REQUIRED TASK:
Copy every line of the data below, keeping each one unchanged.

RECORD LIST:
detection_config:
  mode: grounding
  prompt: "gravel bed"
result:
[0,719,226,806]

WRITTEN ANSWER:
detection_config:
  mode: grounding
  prompt: "gravel bed"
result:
[0,719,226,806]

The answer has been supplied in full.